Write what comes next in the forum thread about AMD's four-core Zen module design, starting right after its final sentence.

-- BEGIN PAGE EXTRACT --

I can reuse the RX480 card that i have. And use the A10-6700 as a home theater system or backup pc.

William Gaatjes · Mar 18, 2017

lolfail9001 said:
I meant, why AMD went with such an abuse of such Windows behavior.

The next gen of consoles to appear. 4 core jaguar module >> 4 core zen module.
And since the 4 core module design is still present, all those games will be easier to port from the old jaguar based consoles.
It is all to convenient for my taste.
For AMD this is a big win. Next step up would be 8 cores in a ccx.

edit:
For server software that is NUMA aware of the design of the cpu, this all is not an issue.
Only for OS with a lot of abstraction to hide the hardware details from user programs.
And console programmers are already very familiar with the 4 + 4 setup of jaguar based consoles.

-- END PAGE EXTRACT --
-- BEGIN MATERIAL SHOWN --

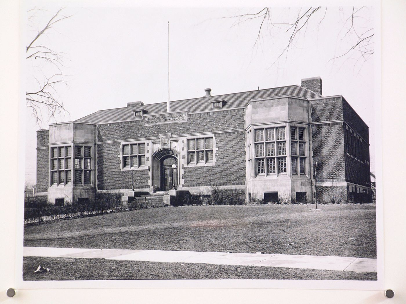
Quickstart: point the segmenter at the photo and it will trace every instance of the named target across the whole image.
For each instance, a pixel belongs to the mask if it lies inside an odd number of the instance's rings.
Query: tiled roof
[[[187,109],[189,110],[190,113],[209,111],[212,109],[211,102],[219,100],[224,100],[226,102],[222,109],[243,107],[246,107],[250,101],[253,99],[286,95],[306,98],[317,98],[321,96],[300,86],[295,85],[171,101],[171,111]],[[134,119],[134,111],[137,109],[146,110],[148,111],[148,114],[163,113],[166,111],[166,103],[101,110],[79,118],[76,121],[99,124],[131,120]]]

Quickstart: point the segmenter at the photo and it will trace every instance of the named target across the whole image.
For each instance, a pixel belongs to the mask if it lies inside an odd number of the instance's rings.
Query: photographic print
[[[23,283],[374,286],[379,8],[358,4],[26,3]]]

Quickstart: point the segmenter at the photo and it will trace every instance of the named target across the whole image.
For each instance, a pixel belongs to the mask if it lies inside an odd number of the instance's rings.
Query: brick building
[[[131,102],[39,130],[37,195],[62,203],[97,191],[173,198],[215,187],[244,199],[370,201],[368,126],[342,96],[322,96],[320,77],[211,90],[171,101],[169,112]]]

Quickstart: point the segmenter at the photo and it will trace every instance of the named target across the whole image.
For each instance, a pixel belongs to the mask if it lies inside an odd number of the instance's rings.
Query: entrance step
[[[160,192],[157,192],[155,193],[151,193],[151,194],[142,194],[140,195],[138,195],[138,197],[160,197],[163,196],[168,193],[167,192],[162,191]]]

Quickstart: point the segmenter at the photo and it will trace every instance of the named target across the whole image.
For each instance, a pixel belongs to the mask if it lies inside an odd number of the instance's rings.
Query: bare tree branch
[[[283,19],[283,17],[285,17],[285,19],[278,20],[278,21],[271,19],[270,16],[272,9],[270,7],[264,7],[255,13],[240,14],[229,17],[237,19],[237,21],[232,26],[248,21],[258,21],[258,30],[256,34],[256,39],[253,47],[257,45],[261,37],[266,36],[266,34],[268,34],[272,39],[272,33],[274,34],[274,32],[272,32],[272,29],[274,28],[277,29],[277,33],[278,35],[282,35],[283,34],[287,35],[281,51],[278,53],[279,55],[276,56],[275,60],[270,67],[270,68],[277,63],[279,65],[279,62],[283,55],[286,55],[287,58],[290,48],[296,47],[296,42],[300,36],[305,34],[308,27],[313,26],[315,28],[318,34],[320,25],[326,20],[327,10],[331,9],[327,7],[322,10],[320,9],[321,6],[311,6],[306,8],[304,10],[303,8],[301,8],[298,9],[296,17],[294,16],[293,17],[291,17],[292,14],[290,11],[287,12],[284,11],[279,17],[280,19]],[[342,28],[339,31],[339,36],[337,36],[337,43],[342,41],[344,39],[346,39],[347,43],[348,43],[348,41],[350,40],[352,40],[353,42],[352,44],[350,45],[348,49],[342,54],[333,56],[329,62],[334,61],[339,58],[344,58],[346,56],[348,56],[346,59],[352,60],[353,58],[350,56],[350,53],[354,52],[359,54],[359,57],[356,61],[356,62],[358,63],[360,60],[363,60],[364,61],[368,60],[374,54],[373,42],[371,39],[374,35],[373,34],[371,34],[371,31],[373,31],[374,28],[371,27],[365,30],[365,28],[363,28],[362,26],[359,26],[359,21],[356,23],[356,20],[365,19],[362,13],[363,11],[365,12],[367,10],[369,10],[369,9],[365,6],[359,8],[353,7],[351,13],[346,16],[346,13],[344,9],[342,7],[339,7],[339,15],[341,16],[341,19],[343,20],[343,20],[342,21]],[[346,10],[346,11],[347,11]],[[322,12],[321,13],[322,15],[321,16],[319,13],[320,12]],[[321,17],[320,20],[316,24],[312,23],[311,25],[309,21],[311,19],[314,19],[313,16],[317,15],[317,14]],[[281,17],[281,15],[283,15]],[[332,15],[329,14],[329,16],[331,18]],[[357,24],[358,24],[358,26]],[[265,26],[267,26],[269,30],[269,32],[266,33],[264,32]],[[360,34],[360,33],[363,31],[363,32]],[[366,36],[367,35],[367,36]]]
[[[32,76],[32,80],[36,81],[38,88],[36,90],[27,90],[26,92],[26,105],[32,111],[33,116],[35,118],[39,124],[44,120],[43,110],[47,113],[48,118],[56,119],[56,115],[66,113],[67,111],[64,107],[63,102],[60,100],[57,93],[58,86],[66,83],[65,80],[66,75],[62,72],[62,68],[65,67],[63,61],[65,59],[64,53],[53,50],[49,47],[38,43],[41,40],[41,37],[49,32],[56,24],[60,21],[69,18],[70,16],[65,16],[62,14],[64,9],[60,8],[48,21],[45,26],[41,30],[37,30],[35,36],[30,41],[26,48],[26,57],[32,66],[34,62],[31,60],[39,60],[42,62],[42,68],[37,71],[37,73],[41,73],[43,80],[40,81],[35,75]],[[40,11],[45,11],[42,9],[35,8],[28,11],[33,13],[29,16],[28,21],[34,24],[37,13]],[[46,69],[46,71],[43,69]],[[56,69],[57,73],[47,76],[50,71]]]

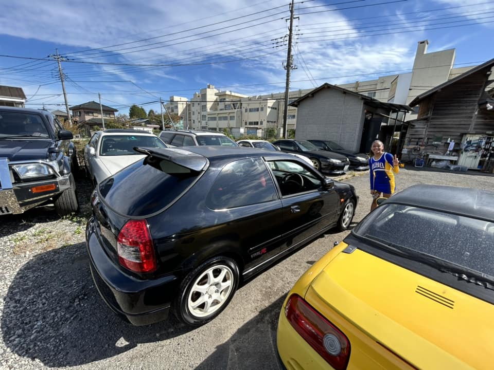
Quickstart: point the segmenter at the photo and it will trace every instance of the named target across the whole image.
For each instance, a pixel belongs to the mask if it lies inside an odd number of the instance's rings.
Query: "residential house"
[[[25,102],[22,88],[0,85],[0,105],[24,108]]]
[[[298,115],[295,138],[330,140],[345,149],[370,152],[376,139],[390,147],[401,124],[383,123],[399,113],[411,110],[407,105],[381,102],[366,95],[325,83],[292,102]]]
[[[67,112],[58,109],[52,111],[51,114],[57,117],[57,119],[62,123],[67,121],[68,118],[68,116],[67,115]]]
[[[494,59],[419,95],[410,102],[404,149],[418,146],[427,159],[447,158],[471,169],[494,169]]]

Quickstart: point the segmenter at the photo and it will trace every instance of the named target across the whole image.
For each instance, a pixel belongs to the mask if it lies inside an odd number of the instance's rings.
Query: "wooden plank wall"
[[[482,69],[421,102],[421,105],[433,104],[431,116],[427,120],[413,122],[415,126],[411,126],[409,130],[407,141],[410,139],[410,145],[414,145],[417,140],[423,139],[425,142],[428,138],[431,143],[435,137],[442,136],[443,142],[448,138],[459,142],[463,133],[473,132],[470,126],[487,78],[486,73],[489,69]],[[483,115],[481,120],[478,119],[479,123],[475,131],[485,133],[486,127],[489,126],[491,128],[487,131],[492,131],[494,128],[491,119],[490,117],[485,119]]]

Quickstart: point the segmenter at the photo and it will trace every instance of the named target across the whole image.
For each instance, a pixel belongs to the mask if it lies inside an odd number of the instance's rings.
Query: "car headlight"
[[[334,164],[341,163],[341,161],[339,159],[334,159],[333,158],[328,158],[328,162]]]
[[[58,163],[56,161],[48,162],[57,171],[59,171]],[[55,174],[53,169],[45,163],[33,163],[24,164],[14,164],[12,166],[22,179],[33,177],[45,177]]]

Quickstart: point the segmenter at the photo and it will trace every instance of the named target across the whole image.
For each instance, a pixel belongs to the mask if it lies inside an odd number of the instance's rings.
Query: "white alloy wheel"
[[[345,205],[345,208],[341,213],[341,218],[340,221],[340,227],[342,230],[346,230],[350,226],[350,223],[354,218],[355,213],[355,206],[352,201],[347,201]]]
[[[234,290],[234,275],[230,267],[216,265],[199,275],[187,297],[190,313],[203,318],[220,309]]]

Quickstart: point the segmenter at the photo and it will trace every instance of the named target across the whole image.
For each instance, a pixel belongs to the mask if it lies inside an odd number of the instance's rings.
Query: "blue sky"
[[[26,106],[98,101],[128,114],[214,85],[247,95],[284,91],[289,0],[0,0],[0,84]],[[455,65],[494,58],[494,2],[295,2],[291,90],[410,72],[417,43],[456,49]],[[34,59],[22,59],[34,58]]]

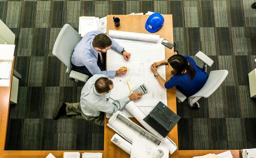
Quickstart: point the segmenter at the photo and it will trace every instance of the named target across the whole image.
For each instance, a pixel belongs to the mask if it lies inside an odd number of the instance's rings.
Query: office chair
[[[206,72],[207,66],[210,67],[213,63],[213,60],[202,52],[198,52],[195,56],[204,62],[203,69]],[[188,103],[190,106],[193,106],[194,104],[196,103],[197,107],[200,107],[198,101],[202,97],[208,98],[213,93],[223,82],[228,74],[228,72],[227,70],[211,71],[204,86],[197,93],[188,98]],[[183,102],[186,99],[186,97],[177,89],[176,90],[176,94],[179,102]]]
[[[80,42],[82,37],[68,24],[64,25],[60,32],[52,49],[52,54],[61,60],[67,67],[66,73],[69,74],[70,78],[86,82],[89,76],[84,74],[71,71],[71,57],[74,48]]]

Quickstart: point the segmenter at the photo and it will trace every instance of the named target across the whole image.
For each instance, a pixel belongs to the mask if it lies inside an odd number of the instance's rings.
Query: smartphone
[[[144,94],[147,91],[148,91],[148,88],[146,87],[146,85],[144,83],[143,83],[139,87],[134,89],[133,90],[133,92],[134,93],[142,92],[142,94]]]
[[[163,41],[162,41],[161,43],[163,44],[165,46],[169,48],[170,49],[172,49],[172,47],[173,47],[173,46],[174,46],[174,44],[173,43],[172,43],[172,42],[171,42],[170,41],[168,41],[167,40],[166,40],[165,39],[164,39],[163,40]]]

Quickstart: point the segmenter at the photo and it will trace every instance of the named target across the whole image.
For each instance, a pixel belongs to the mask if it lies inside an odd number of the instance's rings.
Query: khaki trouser
[[[80,103],[66,103],[66,112],[67,115],[82,115],[86,121],[100,126],[104,126],[105,113],[100,112],[99,116],[89,116],[84,115],[81,110]]]

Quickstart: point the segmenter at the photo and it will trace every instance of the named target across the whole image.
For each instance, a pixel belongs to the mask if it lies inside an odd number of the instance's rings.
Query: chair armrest
[[[213,60],[201,51],[198,52],[195,55],[195,56],[210,67],[211,66],[213,63]]]
[[[180,102],[183,102],[186,100],[186,97],[177,89],[176,90],[176,98],[178,99],[178,100],[180,101]]]
[[[80,80],[82,82],[86,82],[89,76],[86,75],[78,72],[75,71],[71,71],[70,74],[70,78],[74,78],[76,81]]]

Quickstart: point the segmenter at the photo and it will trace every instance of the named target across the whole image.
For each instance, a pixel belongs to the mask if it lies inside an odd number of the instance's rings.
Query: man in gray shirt
[[[112,81],[104,75],[95,75],[82,89],[80,102],[59,103],[54,109],[53,119],[63,112],[67,115],[81,114],[88,121],[104,126],[104,112],[113,113],[123,108],[131,101],[140,98],[142,93],[133,93],[129,96],[108,101],[109,92],[114,85]]]

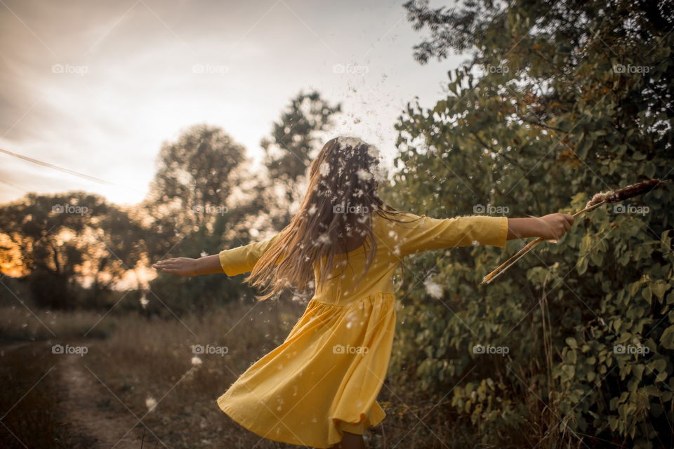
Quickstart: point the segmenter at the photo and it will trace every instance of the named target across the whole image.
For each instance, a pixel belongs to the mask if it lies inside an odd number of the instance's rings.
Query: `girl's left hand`
[[[171,274],[178,274],[179,276],[197,276],[199,274],[197,259],[190,259],[190,257],[176,257],[160,260],[155,264],[152,264],[152,267],[160,272]]]

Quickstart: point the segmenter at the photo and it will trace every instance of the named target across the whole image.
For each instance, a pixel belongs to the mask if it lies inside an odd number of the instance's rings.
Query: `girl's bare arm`
[[[574,217],[567,213],[551,213],[543,217],[508,219],[508,240],[542,237],[557,240],[574,224]]]
[[[152,264],[152,267],[160,272],[180,276],[199,276],[199,274],[224,273],[223,267],[220,264],[220,256],[218,254],[207,255],[199,259],[190,259],[190,257],[166,259]]]

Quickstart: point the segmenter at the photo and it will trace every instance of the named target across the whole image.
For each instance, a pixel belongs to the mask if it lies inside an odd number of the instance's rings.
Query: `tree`
[[[30,292],[42,307],[72,309],[76,292],[88,285],[88,306],[100,304],[145,252],[140,225],[124,210],[96,195],[72,192],[28,194],[2,207],[0,232],[15,251]],[[20,298],[24,300],[25,298]]]
[[[151,216],[152,255],[166,253],[186,234],[211,227],[227,211],[233,173],[245,148],[221,128],[195,125],[173,142],[164,142],[158,169],[143,207]]]
[[[404,7],[415,28],[431,29],[417,60],[473,55],[450,71],[446,97],[401,116],[392,202],[437,217],[480,206],[540,216],[670,177],[670,4]],[[406,281],[430,276],[444,290],[435,302],[406,293],[396,375],[416,366],[419,394],[435,400],[458,382],[449,406],[484,443],[670,447],[671,206],[663,189],[604,206],[488,286],[482,277],[505,257],[494,247],[420,255],[432,270],[415,268]],[[510,351],[476,354],[475,344]]]
[[[306,171],[311,153],[316,149],[317,135],[332,127],[333,116],[341,110],[341,104],[331,106],[318,92],[300,91],[273,123],[271,135],[260,142],[269,174],[269,184],[261,193],[267,201],[277,205],[279,215],[273,217],[275,228],[283,229],[290,222],[290,208],[305,194]],[[282,193],[277,195],[277,191]]]

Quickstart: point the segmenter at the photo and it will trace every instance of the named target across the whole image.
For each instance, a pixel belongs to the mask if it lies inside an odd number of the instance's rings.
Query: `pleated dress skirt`
[[[253,363],[218,406],[260,437],[314,448],[362,434],[385,413],[376,401],[388,368],[395,298],[346,305],[312,299],[284,342]]]

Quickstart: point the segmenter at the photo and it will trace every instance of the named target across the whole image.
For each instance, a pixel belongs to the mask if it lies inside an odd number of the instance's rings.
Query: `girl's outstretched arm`
[[[224,273],[217,254],[207,255],[199,259],[190,259],[190,257],[166,259],[152,264],[152,267],[160,272],[179,276],[199,276],[199,274]]]
[[[543,217],[508,218],[508,240],[541,237],[557,240],[574,224],[574,216],[567,213],[551,213]]]

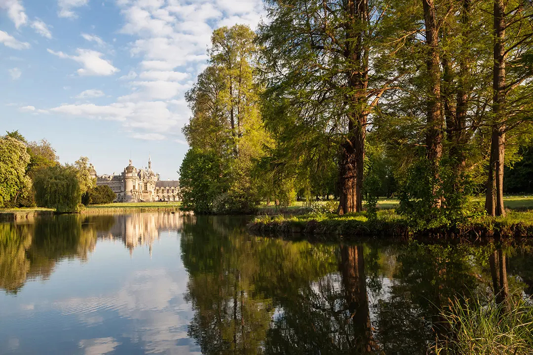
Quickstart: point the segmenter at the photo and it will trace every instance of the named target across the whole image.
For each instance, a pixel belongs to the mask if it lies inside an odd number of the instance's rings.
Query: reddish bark
[[[505,216],[503,205],[503,167],[505,156],[505,7],[494,1],[494,67],[492,70],[492,134],[485,196],[485,209],[492,216]]]
[[[368,47],[365,43],[368,0],[348,0],[345,56],[348,92],[348,130],[339,166],[340,214],[362,210],[363,161],[367,113]]]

-- END MATERIAL SHOWN --

▶ [RESULT BELOW]
And program close to the metal, catching any particular issues.
PS4 and xbox one where both announced in early 2013 and released in late 2013, Jim Keller was hired in 2012. I assume their were a lot of meetings about what the future zen would be used for.

Chl Pixo · Mar 18, 2017

@looncraz did the AGESA have ability to run DF on 2x multiplier?
If not I may wait until the HEDT comes out. I would like to have 8 more PCIe lines from CPU anyway.
I dont want to go Intel as they change their socket too often. With AMD I could upgrade in 4 years without the need for new MB.

Kromaatikse · Mar 18, 2017

lolfail9001 said:
where is the screenshot of evidence for scheduler not being SMT aware?

Full core parking, using my tweaks:
https://www.dropbox.com/s/hle0l0reegxoumr/FullParking.png

Core parking a la Win7, with all physical cores unparked:
https://www.dropbox.com/s/v9q6w9bfeknu89v/CoreOverride.png

Core parking disabled:
https://www.dropbox.com/s/gmp2x7dd45ug3e3/NoParking.png

This is on Steamroller - Windows treats CMT the same way as SMT/HT.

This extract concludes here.